= Cambridge School (imperial history) =

The Cambridge School of historiography is a school of thought which approaches the study of the British Empire from the imperialist point of view. It emerged especially at the University of Cambridge in the 1960s. John Andrew Gallagher (1919–80) was especially influential, particularly in his article with Ronald Robinson on "The Imperialism of Free Trade".

Leaders of the School include Anil Seal, Gordon Johnson, Richard Gordon, and David A. Washbrook.

==Selected works==
- Gallagher, John, and Ronald Robinson. "The Imperialism of Free Trade," Economic History Review (August 1953) 6#1 pp 1–15, in JSTOR
- Gallagher, John. The Decline, Revival and Fall of the British Empire (Cambridge, 1982) excerpt and text search
- Anil Seal, The Emergence of Indian Nationalism: Competition and Collaboration in the Later Nineteenth Century (1971)
- Gordon Johnson, Provincial Politics and Indian Nationalism: Bombay and the Indian National Congress 1880–1915 (2005)
- Rosalind O'Hanlon and David Washbrook, eds. Religious Cultures in Early Modern India: New Perspectives (2011)
- Robinson, Ronald, John Gallagher and Alice Denny. Africa and the Victorians: The Official Mind of Imperialism (1978)

==Criticism==
Critics have attacked various ideas of the School. In The New Imperial Histories Reader, Stephen Howe has assembled articles by critics who take aim especially at P. J. Marshall, D. K. Fieldhouse, Robinson and Gallagher, and A. G. Hopkins.

§ **Materials provided**:
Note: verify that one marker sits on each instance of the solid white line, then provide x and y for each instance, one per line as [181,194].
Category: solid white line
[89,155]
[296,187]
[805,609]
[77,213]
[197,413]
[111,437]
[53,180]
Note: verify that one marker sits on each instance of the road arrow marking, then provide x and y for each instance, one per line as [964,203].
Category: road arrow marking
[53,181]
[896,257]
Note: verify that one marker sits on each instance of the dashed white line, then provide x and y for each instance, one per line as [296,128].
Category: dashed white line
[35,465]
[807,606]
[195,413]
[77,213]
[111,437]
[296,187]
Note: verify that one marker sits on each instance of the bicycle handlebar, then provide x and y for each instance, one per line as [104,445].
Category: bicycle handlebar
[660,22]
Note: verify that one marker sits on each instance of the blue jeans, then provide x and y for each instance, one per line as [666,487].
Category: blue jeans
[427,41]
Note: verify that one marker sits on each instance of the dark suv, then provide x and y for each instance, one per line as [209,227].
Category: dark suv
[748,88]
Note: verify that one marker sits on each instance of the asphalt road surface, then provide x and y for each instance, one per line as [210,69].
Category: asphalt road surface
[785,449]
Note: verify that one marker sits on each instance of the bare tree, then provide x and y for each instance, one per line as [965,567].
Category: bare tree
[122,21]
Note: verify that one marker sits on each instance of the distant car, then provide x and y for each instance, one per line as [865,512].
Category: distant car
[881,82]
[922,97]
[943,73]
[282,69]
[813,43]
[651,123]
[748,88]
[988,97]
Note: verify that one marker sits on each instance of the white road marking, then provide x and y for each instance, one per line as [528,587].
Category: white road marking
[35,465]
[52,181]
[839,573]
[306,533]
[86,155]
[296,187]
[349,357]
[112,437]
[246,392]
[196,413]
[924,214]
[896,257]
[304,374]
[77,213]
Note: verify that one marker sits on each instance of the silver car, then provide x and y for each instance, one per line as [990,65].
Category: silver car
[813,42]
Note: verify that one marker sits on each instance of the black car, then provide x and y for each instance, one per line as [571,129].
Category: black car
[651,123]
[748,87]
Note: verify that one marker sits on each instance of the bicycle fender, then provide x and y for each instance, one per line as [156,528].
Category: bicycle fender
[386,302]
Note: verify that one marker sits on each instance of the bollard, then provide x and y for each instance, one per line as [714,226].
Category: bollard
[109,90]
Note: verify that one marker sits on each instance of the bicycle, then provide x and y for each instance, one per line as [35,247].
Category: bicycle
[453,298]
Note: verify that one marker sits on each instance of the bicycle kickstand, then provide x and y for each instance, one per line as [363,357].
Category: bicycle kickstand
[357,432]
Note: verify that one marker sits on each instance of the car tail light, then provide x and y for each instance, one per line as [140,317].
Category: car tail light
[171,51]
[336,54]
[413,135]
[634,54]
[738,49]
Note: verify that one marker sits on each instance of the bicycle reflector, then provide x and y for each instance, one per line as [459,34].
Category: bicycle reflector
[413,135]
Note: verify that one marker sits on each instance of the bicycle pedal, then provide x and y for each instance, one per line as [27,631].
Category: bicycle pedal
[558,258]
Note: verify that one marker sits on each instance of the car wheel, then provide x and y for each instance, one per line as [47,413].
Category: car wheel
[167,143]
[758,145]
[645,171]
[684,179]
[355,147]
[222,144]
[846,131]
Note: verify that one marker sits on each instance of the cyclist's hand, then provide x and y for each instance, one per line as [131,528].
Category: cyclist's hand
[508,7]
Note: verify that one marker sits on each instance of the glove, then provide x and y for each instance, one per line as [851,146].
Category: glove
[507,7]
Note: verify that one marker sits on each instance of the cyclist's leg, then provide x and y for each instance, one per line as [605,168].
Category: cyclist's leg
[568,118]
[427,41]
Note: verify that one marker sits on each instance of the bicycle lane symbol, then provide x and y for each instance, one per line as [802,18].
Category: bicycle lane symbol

§ **Exercise task 1**: Can you print the Cambridge School article from "Leaders of the" to "Congress 1880–1915 (2005)", copied word for word?
§ **Exercise task 2**: Which lines in the entries contain the string "surface"? Return each one in full.

§ **Task result 1**:
Leaders of the School include Anil Seal, Gordon Johnson, Richard Gordon, and David A. Washbrook.

==Selected works==
- Gallagher, John, and Ronald Robinson. "The Imperialism of Free Trade," Economic History Review (August 1953) 6#1 pp 1–15, in JSTOR
- Gallagher, John. The Decline, Revival and Fall of the British Empire (Cambridge, 1982) excerpt and text search
- Anil Seal, The Emergence of Indian Nationalism: Competition and Collaboration in the Later Nineteenth Century (1971)
- Gordon Johnson, Provincial Politics and Indian Nationalism: Bombay and the Indian National Congress 1880–1915 (2005)

§ **Task result 2**:
Note: verify that one marker sits on each instance of the asphalt road surface, then provide x and y for each instance, one per line as [210,69].
Category: asphalt road surface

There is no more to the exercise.